[Referring expression pointing data]
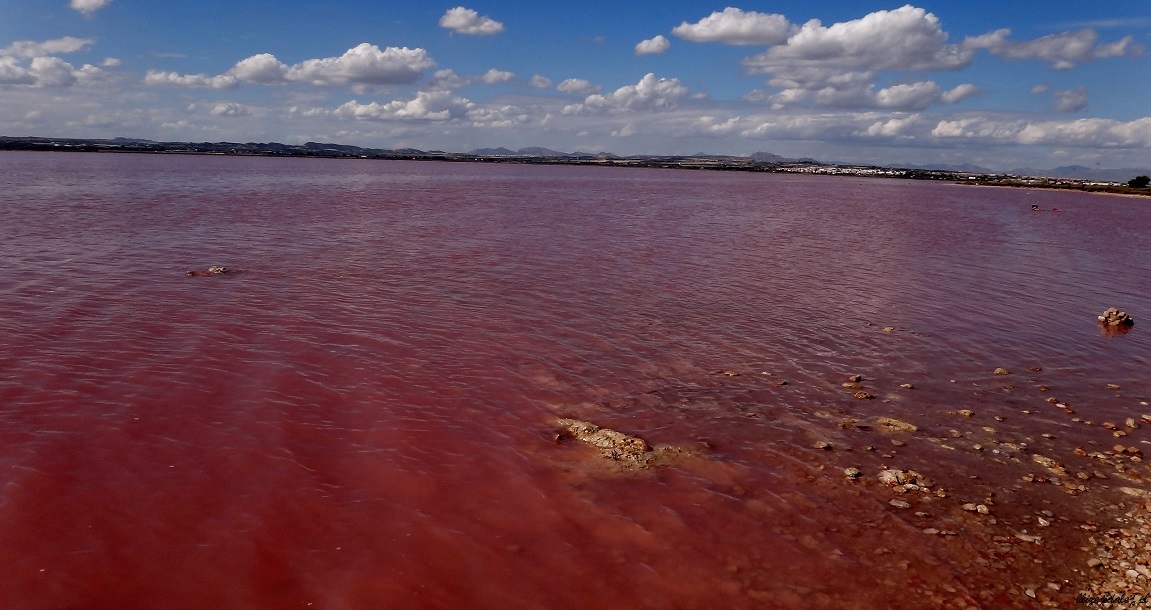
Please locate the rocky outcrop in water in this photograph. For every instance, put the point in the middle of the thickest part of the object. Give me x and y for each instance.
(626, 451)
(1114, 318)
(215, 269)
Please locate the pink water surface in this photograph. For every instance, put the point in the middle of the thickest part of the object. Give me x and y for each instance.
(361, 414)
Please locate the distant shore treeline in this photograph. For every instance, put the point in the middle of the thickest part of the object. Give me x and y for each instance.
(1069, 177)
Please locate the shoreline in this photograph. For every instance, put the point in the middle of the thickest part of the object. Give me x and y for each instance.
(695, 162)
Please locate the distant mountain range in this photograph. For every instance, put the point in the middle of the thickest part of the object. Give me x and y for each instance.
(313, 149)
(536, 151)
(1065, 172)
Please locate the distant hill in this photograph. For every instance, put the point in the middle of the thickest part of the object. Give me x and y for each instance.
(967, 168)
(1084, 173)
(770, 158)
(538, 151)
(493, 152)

**Exercise:**
Only the lines from the one with "Please locate the shoreline" through the end of the data should be printed, each exactly as it appears.

**Final answer:**
Please locate the shoreline in this photograph. For every instance, put the point in the middle of the thickest part of the object. Give me x and y for each instance.
(695, 162)
Please locate the distant mountain range in this photograph. For every instance, put the point in the middle of the thickest part of the object. Give me x and y for each instance.
(313, 149)
(536, 151)
(1065, 172)
Please locate the distant hill in this photograph. For every instance, put the point in the middle of the thickest part of the object. Give me x and y for each instance.
(967, 168)
(1084, 173)
(770, 158)
(538, 151)
(493, 152)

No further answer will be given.